— BEGIN —

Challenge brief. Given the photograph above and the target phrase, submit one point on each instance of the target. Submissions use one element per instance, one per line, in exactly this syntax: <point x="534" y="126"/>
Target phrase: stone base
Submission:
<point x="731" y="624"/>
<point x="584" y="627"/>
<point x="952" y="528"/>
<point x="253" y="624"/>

— END —

◆ Instructions to follow:
Put the lines above into a numbered list, leaving out any blank lines.

◆ Solution to the exercise:
1. Challenge brief. Given the photograph above and the target phrase, submit one point on each instance of the target. Submissions use one element per instance, one per line, in exactly this syntax: <point x="534" y="126"/>
2. Target phrase: stone base
3. Submission:
4. <point x="731" y="624"/>
5. <point x="584" y="627"/>
6. <point x="952" y="528"/>
7. <point x="253" y="624"/>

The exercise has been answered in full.